_WHAT IS EXPECTED_
Rewrite the records starting at the line containing "Where can the house" and ending at the end of the records, keeping the requests and the sample points in their format as they are. Scale only the answer point coordinates by 1.2, rounding each to a whole number with halves rounded up.

Pointing dataset records
________________________

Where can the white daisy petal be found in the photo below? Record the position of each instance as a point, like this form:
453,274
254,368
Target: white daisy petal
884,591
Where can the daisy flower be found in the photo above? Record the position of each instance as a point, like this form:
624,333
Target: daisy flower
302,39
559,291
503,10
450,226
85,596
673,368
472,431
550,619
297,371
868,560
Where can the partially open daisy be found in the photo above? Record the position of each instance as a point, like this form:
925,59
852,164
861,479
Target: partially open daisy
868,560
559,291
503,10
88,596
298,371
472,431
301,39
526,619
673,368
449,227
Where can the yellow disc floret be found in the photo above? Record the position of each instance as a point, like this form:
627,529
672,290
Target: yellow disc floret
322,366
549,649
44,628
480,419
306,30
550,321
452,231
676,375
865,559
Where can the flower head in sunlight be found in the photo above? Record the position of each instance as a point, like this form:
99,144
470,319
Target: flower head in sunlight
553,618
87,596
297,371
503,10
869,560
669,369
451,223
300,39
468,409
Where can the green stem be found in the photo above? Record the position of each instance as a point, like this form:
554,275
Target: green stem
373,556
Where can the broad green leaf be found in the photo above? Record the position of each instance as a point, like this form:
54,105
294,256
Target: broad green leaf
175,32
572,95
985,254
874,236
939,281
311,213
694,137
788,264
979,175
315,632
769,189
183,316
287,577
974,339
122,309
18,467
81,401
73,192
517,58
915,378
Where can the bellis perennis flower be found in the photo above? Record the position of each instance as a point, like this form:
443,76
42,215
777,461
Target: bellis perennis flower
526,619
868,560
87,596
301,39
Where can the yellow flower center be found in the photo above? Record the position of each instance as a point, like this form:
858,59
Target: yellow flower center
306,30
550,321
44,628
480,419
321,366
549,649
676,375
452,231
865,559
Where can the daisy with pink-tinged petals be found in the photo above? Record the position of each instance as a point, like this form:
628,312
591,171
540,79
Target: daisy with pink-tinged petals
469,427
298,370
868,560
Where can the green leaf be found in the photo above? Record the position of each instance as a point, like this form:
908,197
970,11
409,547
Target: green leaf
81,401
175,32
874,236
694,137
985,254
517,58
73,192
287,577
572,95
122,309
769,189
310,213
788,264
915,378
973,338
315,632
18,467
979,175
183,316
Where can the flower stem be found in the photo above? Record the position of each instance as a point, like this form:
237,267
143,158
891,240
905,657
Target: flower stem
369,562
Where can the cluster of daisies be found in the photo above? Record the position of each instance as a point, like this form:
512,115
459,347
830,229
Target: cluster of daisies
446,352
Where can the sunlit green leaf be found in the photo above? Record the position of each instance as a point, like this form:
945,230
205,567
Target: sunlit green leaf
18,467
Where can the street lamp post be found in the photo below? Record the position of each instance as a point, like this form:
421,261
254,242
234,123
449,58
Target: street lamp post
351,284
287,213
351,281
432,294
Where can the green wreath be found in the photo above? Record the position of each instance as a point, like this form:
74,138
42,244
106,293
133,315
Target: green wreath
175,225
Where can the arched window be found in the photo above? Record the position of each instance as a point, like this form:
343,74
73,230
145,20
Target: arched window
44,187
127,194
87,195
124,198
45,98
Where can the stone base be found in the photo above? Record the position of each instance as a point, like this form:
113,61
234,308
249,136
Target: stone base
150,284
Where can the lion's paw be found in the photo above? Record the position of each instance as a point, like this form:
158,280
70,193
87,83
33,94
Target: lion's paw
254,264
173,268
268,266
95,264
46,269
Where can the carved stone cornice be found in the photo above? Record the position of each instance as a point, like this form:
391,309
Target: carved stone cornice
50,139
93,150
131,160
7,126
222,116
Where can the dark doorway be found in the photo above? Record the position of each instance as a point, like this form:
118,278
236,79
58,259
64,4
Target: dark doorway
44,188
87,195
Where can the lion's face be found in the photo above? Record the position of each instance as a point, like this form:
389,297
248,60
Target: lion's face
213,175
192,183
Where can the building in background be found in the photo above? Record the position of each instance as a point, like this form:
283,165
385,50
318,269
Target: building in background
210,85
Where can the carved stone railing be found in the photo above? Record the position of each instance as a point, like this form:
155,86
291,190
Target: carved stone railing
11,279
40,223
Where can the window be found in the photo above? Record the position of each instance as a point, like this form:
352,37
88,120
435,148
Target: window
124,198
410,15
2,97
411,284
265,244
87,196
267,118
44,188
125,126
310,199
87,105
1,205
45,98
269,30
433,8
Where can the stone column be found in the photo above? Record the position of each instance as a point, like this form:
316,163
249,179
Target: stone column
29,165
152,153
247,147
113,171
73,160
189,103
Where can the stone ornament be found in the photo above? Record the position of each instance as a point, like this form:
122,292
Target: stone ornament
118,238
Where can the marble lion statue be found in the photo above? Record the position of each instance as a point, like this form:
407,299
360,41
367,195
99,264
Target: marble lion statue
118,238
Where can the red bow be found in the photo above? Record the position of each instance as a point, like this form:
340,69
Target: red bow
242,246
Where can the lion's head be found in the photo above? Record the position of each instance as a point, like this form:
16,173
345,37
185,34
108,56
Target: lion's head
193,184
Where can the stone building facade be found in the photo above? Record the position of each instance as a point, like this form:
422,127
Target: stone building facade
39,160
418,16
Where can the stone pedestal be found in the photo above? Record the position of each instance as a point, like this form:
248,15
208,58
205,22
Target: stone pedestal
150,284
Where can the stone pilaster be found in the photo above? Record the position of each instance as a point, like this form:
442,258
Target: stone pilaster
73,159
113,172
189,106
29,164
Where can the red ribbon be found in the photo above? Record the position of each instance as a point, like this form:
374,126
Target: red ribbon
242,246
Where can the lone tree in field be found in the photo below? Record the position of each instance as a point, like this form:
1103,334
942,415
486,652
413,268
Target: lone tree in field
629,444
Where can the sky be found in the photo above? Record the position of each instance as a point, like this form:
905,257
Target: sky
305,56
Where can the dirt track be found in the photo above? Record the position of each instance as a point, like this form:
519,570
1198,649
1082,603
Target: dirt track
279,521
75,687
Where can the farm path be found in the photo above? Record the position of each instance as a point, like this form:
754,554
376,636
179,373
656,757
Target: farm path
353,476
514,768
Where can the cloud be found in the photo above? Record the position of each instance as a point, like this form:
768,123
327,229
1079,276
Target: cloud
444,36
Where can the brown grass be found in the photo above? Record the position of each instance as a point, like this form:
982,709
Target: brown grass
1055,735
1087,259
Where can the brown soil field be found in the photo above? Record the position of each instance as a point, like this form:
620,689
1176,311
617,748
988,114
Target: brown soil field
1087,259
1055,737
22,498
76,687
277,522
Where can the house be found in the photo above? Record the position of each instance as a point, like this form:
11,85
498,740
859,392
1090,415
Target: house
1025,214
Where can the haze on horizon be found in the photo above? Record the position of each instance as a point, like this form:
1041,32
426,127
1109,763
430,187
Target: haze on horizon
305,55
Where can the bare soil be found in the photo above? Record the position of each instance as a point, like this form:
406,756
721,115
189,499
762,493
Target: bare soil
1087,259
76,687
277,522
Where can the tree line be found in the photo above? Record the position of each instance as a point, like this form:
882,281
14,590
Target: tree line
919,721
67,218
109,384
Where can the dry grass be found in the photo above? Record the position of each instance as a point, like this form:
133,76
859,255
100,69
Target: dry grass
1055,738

________________________

_SOLUTION_
Where can the house be found in the photo above? Record the position of each instance as a point, like this form:
11,85
498,740
859,392
1090,415
Target: house
1230,257
Where can the haze on horizon be found in the photo above? Record the position of each instance as a point, like this form:
1041,32
426,127
1109,763
430,187
Target: haze on horizon
366,66
Where can the bare soil be found in the photo above? Record the position of each instance as a point, like this form:
406,756
721,115
189,499
762,493
Target: bare soil
1304,311
91,824
332,626
Where can the tree line be found in the photo above? Record the position of each instance as a point, like this form:
882,281
14,590
Target: tree line
1103,865
80,262
131,461
Where can the dry grass be found in the photo above? Record the position of each instance as a point, like this form:
133,76
859,255
100,69
Target: dry grass
1266,886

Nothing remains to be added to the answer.